**To be done**
Can you write out all of the material below, word for word?

-*-*-

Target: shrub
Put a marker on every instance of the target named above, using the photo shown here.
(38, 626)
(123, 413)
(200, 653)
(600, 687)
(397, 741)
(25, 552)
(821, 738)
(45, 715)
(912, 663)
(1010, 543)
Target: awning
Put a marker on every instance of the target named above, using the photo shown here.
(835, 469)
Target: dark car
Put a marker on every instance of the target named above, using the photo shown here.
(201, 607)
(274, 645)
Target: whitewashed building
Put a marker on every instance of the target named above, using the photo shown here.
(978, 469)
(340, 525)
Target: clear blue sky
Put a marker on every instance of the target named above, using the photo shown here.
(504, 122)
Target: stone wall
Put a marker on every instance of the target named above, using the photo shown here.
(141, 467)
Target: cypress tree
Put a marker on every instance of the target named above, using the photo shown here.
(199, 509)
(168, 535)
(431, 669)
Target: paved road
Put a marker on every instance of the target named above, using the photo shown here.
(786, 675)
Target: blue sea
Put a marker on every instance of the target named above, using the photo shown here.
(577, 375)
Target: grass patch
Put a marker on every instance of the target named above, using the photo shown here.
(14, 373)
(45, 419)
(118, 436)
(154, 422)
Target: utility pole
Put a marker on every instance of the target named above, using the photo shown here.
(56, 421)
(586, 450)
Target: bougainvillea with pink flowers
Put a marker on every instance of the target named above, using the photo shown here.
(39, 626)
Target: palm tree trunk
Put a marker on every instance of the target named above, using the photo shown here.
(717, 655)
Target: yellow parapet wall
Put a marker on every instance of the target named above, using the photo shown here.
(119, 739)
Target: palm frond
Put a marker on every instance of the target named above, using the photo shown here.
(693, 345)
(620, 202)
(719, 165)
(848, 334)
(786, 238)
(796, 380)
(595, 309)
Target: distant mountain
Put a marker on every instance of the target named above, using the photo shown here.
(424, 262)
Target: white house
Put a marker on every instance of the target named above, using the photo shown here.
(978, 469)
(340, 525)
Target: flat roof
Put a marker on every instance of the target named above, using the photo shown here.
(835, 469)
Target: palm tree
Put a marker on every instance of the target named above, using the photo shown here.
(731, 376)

-*-*-

**Solved problem**
Target: shrub
Put a marker on every instance of the target named above, using the photo shown here.
(38, 626)
(123, 413)
(200, 653)
(600, 687)
(397, 741)
(25, 552)
(821, 738)
(45, 715)
(912, 663)
(1010, 543)
Target: awning
Put a marker on every instance of the target named above, using the photo shown here.
(835, 469)
Target: dark car
Put a marker on every instance of the target named above, using the photo shown here.
(201, 607)
(274, 645)
Target: whitewashed building
Put a marker on every instance of the target named above, using the photo shown here.
(978, 469)
(340, 525)
Target: clear blue sky
Put a marker on every instance of the target named above, using the photo shown here.
(504, 122)
Target: stone wall
Put a marker on every instance of the target named above, using the photo shown here.
(141, 467)
Target: cypress tree
Put a marker on every instance of the target named above, using the photo shown here.
(199, 509)
(168, 535)
(431, 669)
Target: paved road
Put a marker on every instance of the target named above, using the photo shown here.
(786, 675)
Target: blue sea
Put a marker on every instance of the target named above, using the photo shown here.
(577, 375)
Target: grass patch
Put a marker on every instance of the target named above, using the photo shown here.
(14, 373)
(45, 419)
(118, 436)
(154, 422)
Target: utility pole
Put a marker on every instance of the target named above, using the photo shown here.
(56, 421)
(586, 450)
Target: bougainvillea with pink flowers
Put a marker on every instance of the target named above, using the photo shown here.
(39, 626)
Target: palm tree trunk
Put a marker on every instance of the target named above, using the photo shown here.
(717, 655)
Target: yellow parapet wall
Put a marker on every instance of the target named above, using the photo shown here.
(119, 739)
Target: palm frond
Put a marker on every instance of the target named above, using the photo shown here.
(693, 345)
(620, 202)
(719, 165)
(848, 334)
(786, 238)
(796, 380)
(595, 309)
Target: distant mountain
Put a marker on every instance of the target named above, using the photo shown here.
(424, 262)
Target: white house
Put a marker on every instance of the target named above, using the photo shown here.
(978, 469)
(340, 525)
Target: flat roof
Put a marker on every instance of the target named above, using the photo shown here.
(835, 469)
Target: palm tree
Put a marker on every instance of the target named above, using the photo shown here.
(731, 376)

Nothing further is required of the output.